• SELECTED EXCERPT
--*--

The Clear Creek train trestle in the Feather River Canyon serves as the cover photo for the state’s report on oil rail safety, which covers concerns for both urban and rural areas. The Canyon corridor is identified as one of two high-hazard areas.
Debra Moore
Staff Writer

From pipeline to railcar, the nation’s oil companies are making a transition that has federal, state and local officials worried about public safety and environmental disasters.

And that worry extends right here to Plumas County where the threat of disaster is literally rolling through town.

The Burlington Northern Santa Fe is carrying tanks of Bakken crude oil on its line that runs along the east shore of Lake Almanor to Greenville and then down the Feather River Canyon.

Bakken oil, a product obtained through fracking, is considered more volatile than other forms of crude oil.

The oil’s danger was revealed during last July’s accident in Lac-Mégantic, Quebec, where half of the town was leveled and 47 people killed when 63 tank cars of oil exploded during a derailment.

As the United States shifts from external sources of oil, and oil companies embrace the flexibility that rail provides, the amount of oil delivered by rail has increased dramatically.

According to the Association of American Railroads, trains transported 97,135 carloads of crude oil during the first quarter of 2013, which was a 166 percent increase from the first quarter in 2012, and 922 percent more than for all of 2008.

As crude shipments have increased so have spills and derailments.

According to the Office of Hazardous Materials Safety, nationally more crude oil was spilled in rail accidents in 2013 than was spilled in the nearly four decades prior.

In California, incidents involving oil carried by rail increased from three in 2011 to 25 in 2013, with 24 to date this year.

The reasons for the accidents vary, but include track failure, inadequate rail car equipment and human error.

Given that more oil is being carried by rail, and incidents involving oil are increasing, jurisdictions are responding.

--*--

(Named-object pointing records)
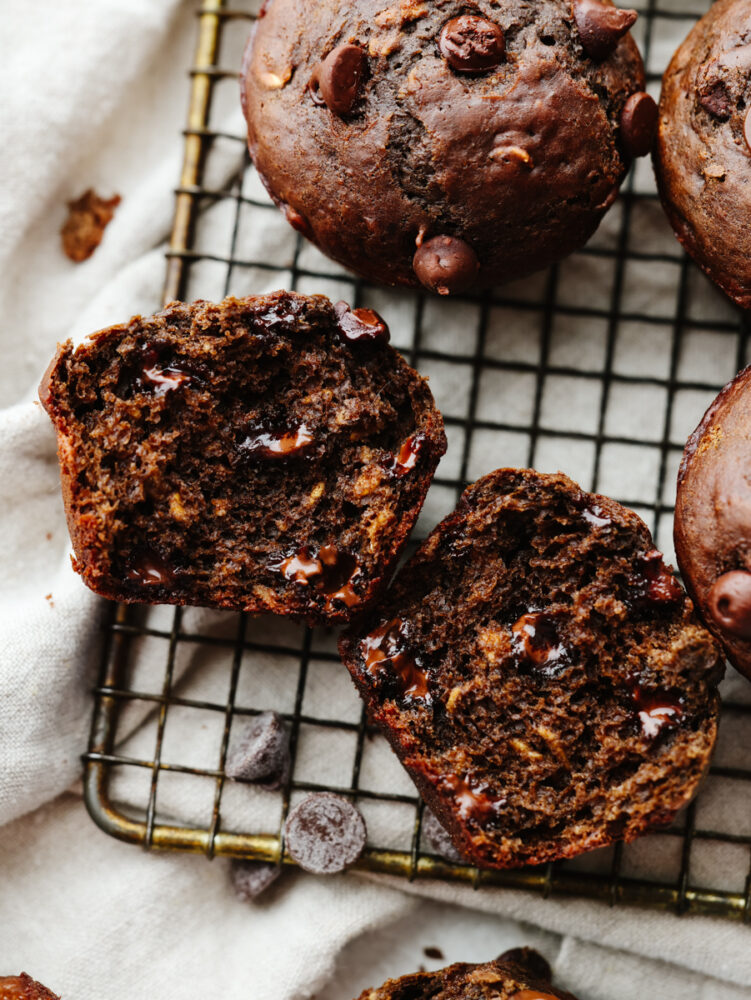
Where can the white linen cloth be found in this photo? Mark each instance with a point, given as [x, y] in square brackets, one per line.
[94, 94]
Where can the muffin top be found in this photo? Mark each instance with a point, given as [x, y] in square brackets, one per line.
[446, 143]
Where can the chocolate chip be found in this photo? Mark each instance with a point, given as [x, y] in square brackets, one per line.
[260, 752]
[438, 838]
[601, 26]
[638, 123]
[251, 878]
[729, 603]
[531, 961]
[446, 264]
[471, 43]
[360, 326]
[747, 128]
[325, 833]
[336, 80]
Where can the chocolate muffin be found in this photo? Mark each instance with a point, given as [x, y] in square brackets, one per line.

--*--

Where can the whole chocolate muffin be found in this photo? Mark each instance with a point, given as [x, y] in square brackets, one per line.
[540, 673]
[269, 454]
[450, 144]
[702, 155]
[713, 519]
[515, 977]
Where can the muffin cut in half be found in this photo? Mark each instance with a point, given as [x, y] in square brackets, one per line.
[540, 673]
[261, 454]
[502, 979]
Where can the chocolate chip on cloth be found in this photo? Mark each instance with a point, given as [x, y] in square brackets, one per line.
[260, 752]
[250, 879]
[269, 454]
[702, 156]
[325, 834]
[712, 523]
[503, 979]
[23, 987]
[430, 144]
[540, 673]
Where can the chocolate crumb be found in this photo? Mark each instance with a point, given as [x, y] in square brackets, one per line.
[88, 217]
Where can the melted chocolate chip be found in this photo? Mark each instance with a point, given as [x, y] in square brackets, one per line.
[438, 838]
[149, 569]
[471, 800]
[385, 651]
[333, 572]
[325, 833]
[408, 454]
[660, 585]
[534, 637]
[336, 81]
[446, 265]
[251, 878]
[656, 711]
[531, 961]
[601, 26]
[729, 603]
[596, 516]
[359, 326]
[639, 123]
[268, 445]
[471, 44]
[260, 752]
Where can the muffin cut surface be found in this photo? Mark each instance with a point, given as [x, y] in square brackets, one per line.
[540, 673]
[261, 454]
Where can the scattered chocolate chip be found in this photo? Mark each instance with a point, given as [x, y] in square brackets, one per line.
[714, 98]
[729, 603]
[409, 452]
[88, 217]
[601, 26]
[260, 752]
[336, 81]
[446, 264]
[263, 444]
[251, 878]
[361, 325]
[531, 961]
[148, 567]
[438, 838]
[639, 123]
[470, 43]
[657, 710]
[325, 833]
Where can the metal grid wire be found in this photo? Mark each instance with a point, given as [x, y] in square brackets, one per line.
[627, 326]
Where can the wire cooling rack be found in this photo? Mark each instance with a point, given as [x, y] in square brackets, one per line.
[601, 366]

--*--

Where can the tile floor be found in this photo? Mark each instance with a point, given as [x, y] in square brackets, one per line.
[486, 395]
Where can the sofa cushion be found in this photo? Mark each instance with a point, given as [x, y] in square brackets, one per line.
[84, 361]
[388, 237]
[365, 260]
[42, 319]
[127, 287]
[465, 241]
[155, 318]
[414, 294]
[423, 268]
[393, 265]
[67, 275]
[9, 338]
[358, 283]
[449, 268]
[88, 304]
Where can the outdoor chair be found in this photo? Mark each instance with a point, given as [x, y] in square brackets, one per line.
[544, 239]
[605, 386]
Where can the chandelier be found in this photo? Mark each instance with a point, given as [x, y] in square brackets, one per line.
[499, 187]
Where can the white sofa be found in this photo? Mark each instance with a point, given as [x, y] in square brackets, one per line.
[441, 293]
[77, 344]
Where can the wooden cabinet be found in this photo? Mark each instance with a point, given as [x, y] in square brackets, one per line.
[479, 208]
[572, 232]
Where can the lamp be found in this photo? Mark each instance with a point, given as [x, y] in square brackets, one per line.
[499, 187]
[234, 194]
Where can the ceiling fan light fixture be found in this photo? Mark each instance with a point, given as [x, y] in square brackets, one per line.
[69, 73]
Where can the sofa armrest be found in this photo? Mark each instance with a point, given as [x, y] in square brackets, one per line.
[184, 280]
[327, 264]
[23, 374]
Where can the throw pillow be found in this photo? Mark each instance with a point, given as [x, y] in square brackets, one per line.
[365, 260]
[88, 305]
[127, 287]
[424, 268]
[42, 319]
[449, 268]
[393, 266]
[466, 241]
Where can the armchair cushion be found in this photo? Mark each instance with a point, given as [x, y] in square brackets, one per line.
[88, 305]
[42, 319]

--*--

• SHORT TASK A
Copy out the stretch of the oil-by-rail article from "As the United" through "has increased dramatically.".
• SHORT TASK B
Write what comes next in the article about crude oil shipments by rail through Plumas County, picking up after its final sentence.

• EXPECTED OUTPUT A
As the United States shifts from external sources of oil, and oil companies embrace the flexibility that rail provides, the amount of oil delivered by rail has increased dramatically.

• EXPECTED OUTPUT B
Report names Plumas

In the just-released report “Oil by Rail Safety in California” a task force representing a host of state agencies studied the situation and singled out their areas of chief concern, general safety issues and remedies.

“In California, trains transporting crude oil are expected to travel via the Feather River or Donner Pass to the Bay Area, the Tehachapi Pass to Bakersfield, or into Los Angeles. As a result, they will travel through some of the state’s most densely populated areas, as well as some of the most sensitive ecological areas, since rail lines frequently operate near or over rivers and other sensitive waterways in the state,” reads the report.

It continues: “The high hazard areas for derailment are generally located with high natural resources vulnerability and nearby waterways (e.g. Dunsmuir, the Feather River Canyon).”

In analyzing the risk in these high-hazard areas, the report focuses on the need to support first responders.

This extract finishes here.